Com vítimas não identificadas, crimes em São Paulo seguem sem solução

São Bernardo do Campo – O medo e a insegurança estão espalhados pelas ruas na onda de violência que tomou o estado de São Paulo nas últimas semanas. Todo dia pessoas […]

São Bernardo do Campo – O medo e a insegurança estão espalhados pelas ruas na onda de violência que tomou o estado de São Paulo nas últimas semanas. Todo dia pessoas desaparecem e morrem. Muitos mortos ficam sem identificação, o que dificulta a solução dos casos. Isso somado à falta de investigações permite que o Estado não consiga explicar quem está morrendo ou mesmo quem está matando. No ABC paulista, a situação não é diferente.

Até agora, os familiares de José (nome fictício), 45 anos, não sabem dizer onde, quando ou por que ele foi morto com dois tiros na cabeça. Tudo o que sabem é que o empresário de Santo André saiu da casa da irmã na noite de 8 de novembro e não foi mais visto. José desapareceu na mesma noite em que houve uma chacina no município, na qual cinco pessoas, não identificadas nos boletins policiais, morreram.

José estava, de acordo com a família, com todos os documentos e uma conta de energia elétrica na carteira no dia em que desapareceu. “Não fomos avisados sobre nada. Só o encontramos no sábado (10) à noite no hospital, internado como morador de rua”, revelou a irmã, que preferiu não se identificar.

Sem aviso

A família buscava por José desde a sexta-feira (09), em IMLs (Institutos Médico-Legal) e hospitais. “Quando o encontramos, questionei o hospital por que não fomos avisados de nada. Não souberam me explicar, apenas me entregaram os documentos dele em um saco plástico igual aos usados pela polícia”, afirmou a irmã da vítima. 

José teve morte cerebral, ficou internado por uma semana e teve a morte declarada dia 15 passado. Revoltada e com medo, a família diz que não buscará mais informações. “Não sabemos o que aconteceu e agora não queremos mais saber. Nada trará meu irmão de volta. Já sofremos muito”, comentou a irmã. 

Para a Marilda Pansonato Pinheiro, presidenta da Associação dos Delegados de Polícia do Estado de São Paulo, que congrega 4 mil delegados, a falta de identificação das vítimas e de investigação dos casos é consequência do sucateamento e desmantelamento da Polícia Civil. “O DHPP [Departamento de Homicídios e de Proteção à Pessoa] está com mais de 4 mil inquéritos para investigar e lá há apenas 12 delegados. O trabalho é humanamente impossível de se realizar. Não temos preenchimento de cargos há 18 anos.”

Procedimento

A Secretaria de Segurança Pública estadual explicou que, em casos de vítimas baleadas, a Polícia Militar deve socorrer e apresentar o caso na delegacia, onde a Polícia Civil realizará a identificação da vítima e localizará a família. Porém, no caso de José, como ele estava com os documentos e até mesmo um comprovante de endereço, a própria PM poderia ter realizado o contato com a família.

#### [Objetivo do exercício]
Dê continuidade à reportagem sobre os crimes sem solução em São Paulo, começando logo após a última frase apresentada.

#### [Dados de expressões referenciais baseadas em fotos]
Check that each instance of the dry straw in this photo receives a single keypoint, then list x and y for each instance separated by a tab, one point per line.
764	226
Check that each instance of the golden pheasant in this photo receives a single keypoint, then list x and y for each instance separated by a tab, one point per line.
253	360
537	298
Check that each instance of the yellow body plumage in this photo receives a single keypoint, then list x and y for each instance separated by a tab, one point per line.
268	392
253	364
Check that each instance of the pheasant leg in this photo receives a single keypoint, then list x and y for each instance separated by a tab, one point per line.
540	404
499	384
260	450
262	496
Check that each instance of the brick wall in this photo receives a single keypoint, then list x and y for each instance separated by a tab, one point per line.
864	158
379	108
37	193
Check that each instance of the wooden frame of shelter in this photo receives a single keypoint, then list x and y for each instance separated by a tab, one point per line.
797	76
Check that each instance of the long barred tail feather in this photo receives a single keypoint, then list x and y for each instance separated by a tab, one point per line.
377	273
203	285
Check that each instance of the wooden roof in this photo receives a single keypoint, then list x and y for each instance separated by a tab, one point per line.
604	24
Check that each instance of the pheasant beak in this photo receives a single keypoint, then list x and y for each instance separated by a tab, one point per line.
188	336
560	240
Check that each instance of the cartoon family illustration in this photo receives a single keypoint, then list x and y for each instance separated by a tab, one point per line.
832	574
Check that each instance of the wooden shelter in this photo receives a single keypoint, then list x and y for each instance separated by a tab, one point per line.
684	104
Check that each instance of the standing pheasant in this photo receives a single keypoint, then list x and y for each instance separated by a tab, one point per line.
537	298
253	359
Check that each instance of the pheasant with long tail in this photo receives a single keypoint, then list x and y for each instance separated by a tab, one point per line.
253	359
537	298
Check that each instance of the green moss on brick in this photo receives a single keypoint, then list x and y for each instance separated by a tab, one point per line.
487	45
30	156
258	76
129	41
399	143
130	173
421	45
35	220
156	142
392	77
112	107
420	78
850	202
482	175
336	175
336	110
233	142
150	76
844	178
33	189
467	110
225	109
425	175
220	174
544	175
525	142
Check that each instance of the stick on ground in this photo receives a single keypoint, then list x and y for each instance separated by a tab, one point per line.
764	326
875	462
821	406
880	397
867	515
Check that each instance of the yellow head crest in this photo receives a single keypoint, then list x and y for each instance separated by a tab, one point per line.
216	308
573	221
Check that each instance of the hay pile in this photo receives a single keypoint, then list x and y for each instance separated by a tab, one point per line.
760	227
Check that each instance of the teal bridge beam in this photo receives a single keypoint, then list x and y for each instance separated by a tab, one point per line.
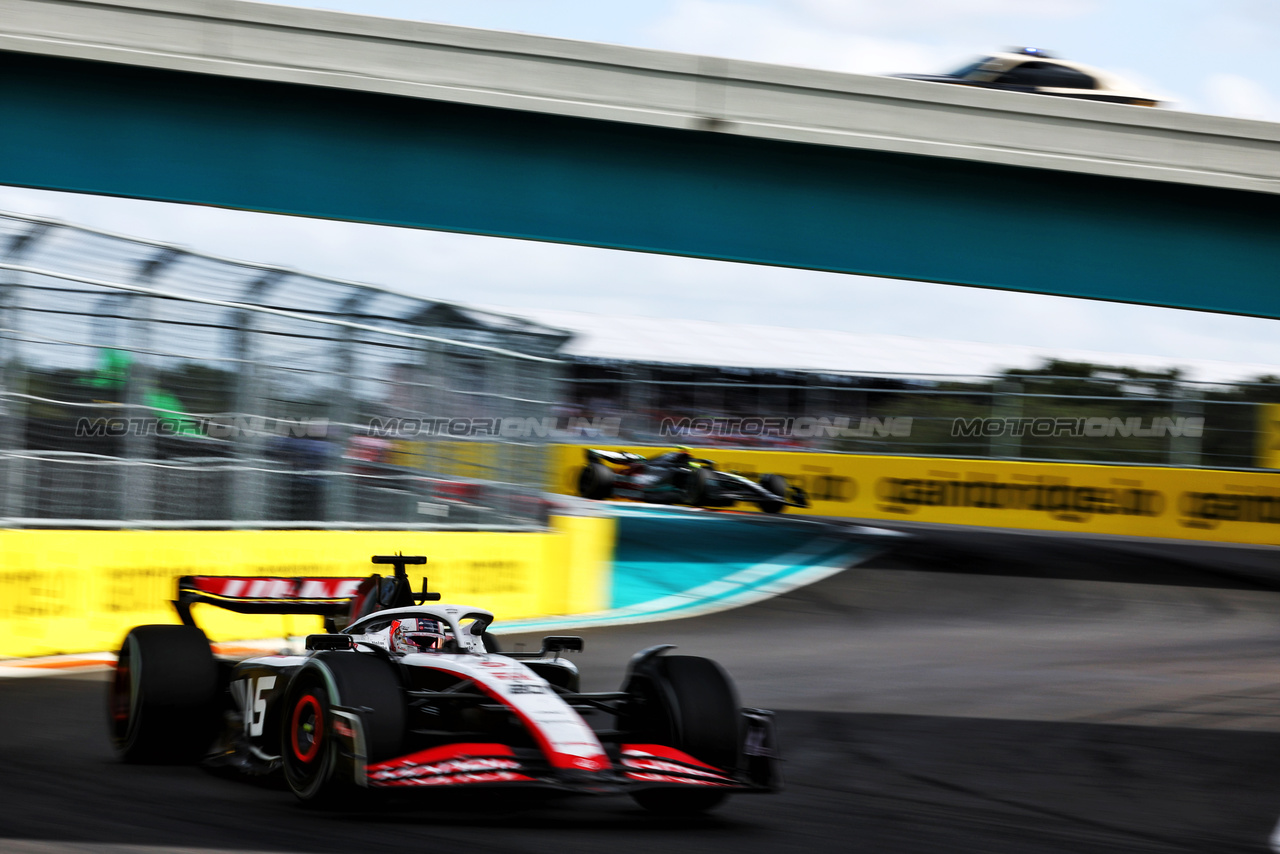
704	191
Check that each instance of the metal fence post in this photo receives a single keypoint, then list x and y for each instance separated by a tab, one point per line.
1006	403
1184	446
13	409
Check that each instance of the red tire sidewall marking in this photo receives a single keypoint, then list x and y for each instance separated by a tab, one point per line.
314	748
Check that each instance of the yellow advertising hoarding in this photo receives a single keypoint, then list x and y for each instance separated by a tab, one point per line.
64	592
1185	503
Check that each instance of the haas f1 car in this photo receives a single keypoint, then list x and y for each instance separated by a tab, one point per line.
677	478
405	693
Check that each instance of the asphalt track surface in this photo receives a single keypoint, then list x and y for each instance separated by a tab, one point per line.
965	692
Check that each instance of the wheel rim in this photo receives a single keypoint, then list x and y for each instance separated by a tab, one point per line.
306	729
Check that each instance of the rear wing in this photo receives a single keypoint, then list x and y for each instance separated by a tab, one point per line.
333	598
616	457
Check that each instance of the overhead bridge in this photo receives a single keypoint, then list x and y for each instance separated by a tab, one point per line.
346	117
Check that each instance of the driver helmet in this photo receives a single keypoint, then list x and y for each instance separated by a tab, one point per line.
417	635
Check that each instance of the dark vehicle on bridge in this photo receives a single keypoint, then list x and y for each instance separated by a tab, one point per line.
405	693
679	478
1031	69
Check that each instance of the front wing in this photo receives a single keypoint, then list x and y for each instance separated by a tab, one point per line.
631	767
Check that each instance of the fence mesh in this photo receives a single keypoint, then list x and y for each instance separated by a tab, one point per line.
1064	411
149	384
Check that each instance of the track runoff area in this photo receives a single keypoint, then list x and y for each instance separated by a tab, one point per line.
952	690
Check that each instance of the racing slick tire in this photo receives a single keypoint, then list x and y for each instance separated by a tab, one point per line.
163	703
777	484
691	704
595	482
696	487
316	763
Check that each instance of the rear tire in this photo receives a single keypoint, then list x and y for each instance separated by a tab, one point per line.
777	484
315	766
690	704
595	482
163	703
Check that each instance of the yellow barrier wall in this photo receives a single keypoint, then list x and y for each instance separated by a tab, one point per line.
64	592
1187	503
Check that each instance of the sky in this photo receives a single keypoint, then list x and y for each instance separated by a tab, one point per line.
1217	58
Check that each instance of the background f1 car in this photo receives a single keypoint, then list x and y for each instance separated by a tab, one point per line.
677	478
405	695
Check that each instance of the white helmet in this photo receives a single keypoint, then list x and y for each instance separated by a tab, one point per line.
417	635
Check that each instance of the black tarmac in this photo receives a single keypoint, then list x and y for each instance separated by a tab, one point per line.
965	692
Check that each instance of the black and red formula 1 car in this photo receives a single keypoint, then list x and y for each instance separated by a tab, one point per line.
679	478
406	693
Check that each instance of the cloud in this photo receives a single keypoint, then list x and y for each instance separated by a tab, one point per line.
1240	96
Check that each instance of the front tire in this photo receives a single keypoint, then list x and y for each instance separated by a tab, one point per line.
777	484
318	767
689	703
163	702
595	482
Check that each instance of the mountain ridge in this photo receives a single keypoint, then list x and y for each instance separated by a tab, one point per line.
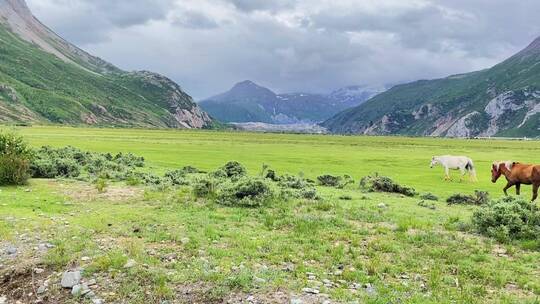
500	101
248	102
45	79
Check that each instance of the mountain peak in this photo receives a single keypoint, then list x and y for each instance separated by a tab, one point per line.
246	84
534	46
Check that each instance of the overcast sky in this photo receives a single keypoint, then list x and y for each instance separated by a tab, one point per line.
295	45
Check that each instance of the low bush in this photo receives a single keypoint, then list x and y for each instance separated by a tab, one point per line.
292	182
101	185
176	177
329	180
335	181
71	162
204	187
429	197
479	198
508	219
271	175
377	183
234	170
15	158
245	192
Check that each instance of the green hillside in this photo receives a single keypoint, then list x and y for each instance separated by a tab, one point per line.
501	101
37	86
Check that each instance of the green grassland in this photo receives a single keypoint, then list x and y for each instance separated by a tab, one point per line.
408	253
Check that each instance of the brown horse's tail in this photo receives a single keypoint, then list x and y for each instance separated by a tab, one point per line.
472	170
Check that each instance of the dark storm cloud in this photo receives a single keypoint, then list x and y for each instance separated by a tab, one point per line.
90	21
262	5
295	45
195	20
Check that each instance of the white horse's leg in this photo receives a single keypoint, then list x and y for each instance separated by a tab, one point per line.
446	173
463	172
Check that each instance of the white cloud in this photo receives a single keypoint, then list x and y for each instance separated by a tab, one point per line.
293	45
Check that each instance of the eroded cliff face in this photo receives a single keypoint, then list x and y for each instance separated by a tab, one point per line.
500	101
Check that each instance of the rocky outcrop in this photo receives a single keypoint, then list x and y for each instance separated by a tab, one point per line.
461	128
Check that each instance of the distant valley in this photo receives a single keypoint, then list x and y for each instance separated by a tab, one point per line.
502	101
249	102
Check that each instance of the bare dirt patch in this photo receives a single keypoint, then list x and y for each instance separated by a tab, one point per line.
115	193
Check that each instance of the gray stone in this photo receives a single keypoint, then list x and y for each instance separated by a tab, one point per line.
41	290
11	250
311	290
76	290
370	290
70	279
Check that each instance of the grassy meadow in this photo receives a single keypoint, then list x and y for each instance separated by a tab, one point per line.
348	247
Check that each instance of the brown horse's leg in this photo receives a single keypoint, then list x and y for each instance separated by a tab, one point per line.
535	191
508	186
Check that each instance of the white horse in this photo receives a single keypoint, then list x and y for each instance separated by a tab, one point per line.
461	163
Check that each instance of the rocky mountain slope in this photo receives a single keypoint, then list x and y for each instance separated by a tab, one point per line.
501	101
44	79
249	102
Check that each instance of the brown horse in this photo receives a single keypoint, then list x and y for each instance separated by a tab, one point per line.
517	174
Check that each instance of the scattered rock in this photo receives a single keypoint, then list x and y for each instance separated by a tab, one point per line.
370	290
311	290
70	279
259	280
11	250
41	290
130	263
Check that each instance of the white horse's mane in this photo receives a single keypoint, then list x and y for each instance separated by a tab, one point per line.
507	163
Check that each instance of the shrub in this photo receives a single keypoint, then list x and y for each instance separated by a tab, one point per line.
15	157
292	182
246	192
191	170
72	162
204	187
234	170
101	185
429	197
479	198
507	219
377	183
271	175
128	160
335	181
329	180
176	177
150	179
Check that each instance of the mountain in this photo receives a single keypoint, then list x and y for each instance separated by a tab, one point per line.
501	101
353	96
249	102
45	79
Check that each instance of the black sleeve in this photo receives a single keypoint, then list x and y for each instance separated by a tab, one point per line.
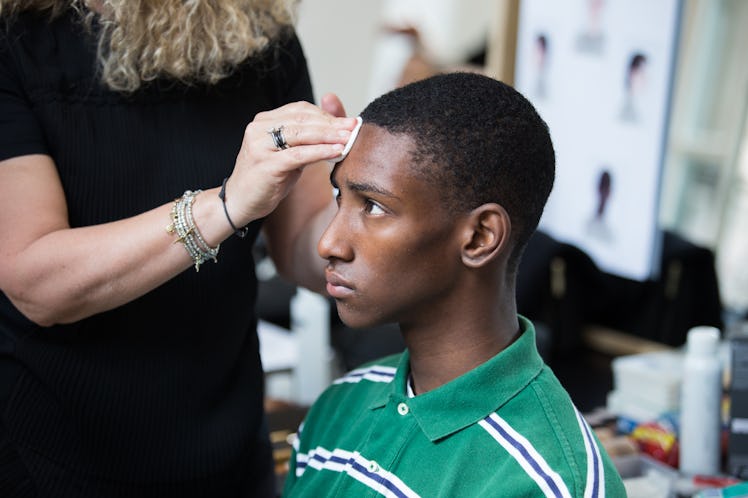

#### [Resposta do exercício]
A PM não soube informar se o caso está sendo investigado e não confirmou se foi a própria polícia que realizou o socorro a José. A assessoria apenas solicitou que as perguntas fossem direcionadas à Polícia Civil. A SSP explicou que só poderia buscar informações se soubesse em qual delegacia o caso foi registrado. Tal informação é desconhecida até o momento.

Histórico de impunidade favorece crise

Os especialistas ouvidos pelo ABCD MAIOR acreditam que o sucateamento da Polícia Civil, somado ao histórico de impunidade por crimes cometidos pela polícia, é um dos principais motivos para que algumas das vítimas da escalada da violência, instalada na Região Metropolitana de São Paulo nas últimas semanas, não sejam identificadas, e para que os casos não sejam solucionados. 

“Não há investimento na parte investigativa da polícia. Ao invés disso, o governo estadual deu preferência apenas ao militarismo. O desmonte escancarado da Polícia Civil trouxe a desmotivação ao trabalho”, comentou a presidenta da Associação dos Delegados de Polícia.

Na visão da coordenadora-adjunta do Núcleo de Pesquisas do Instituto Brasileiro de Ciências Criminais, Alessandra Teixeira, a situação vai além do sucateamento da Polícia Civil. “Historicamente, as mortes cometidas por policiais, chamadas de resistência seguida de morte, nada mais são do que uma licença para matar. Nos últimos dias, essa cultura de impunidade se alastrou devido aos grupos de extermínio”, explicou. 

Negligência

Para o deputado federal Vanderlei Siraque (PT), a negligência da polícia de São Paulo vem desde os anos 1980. “Não existe planejamento, investimento na polícia científica, há um forte sistema de corrupção, a corregedoria é fraca e as investigações não são feitas, de modo que não dá para evitar os crimes futuros”, opinou.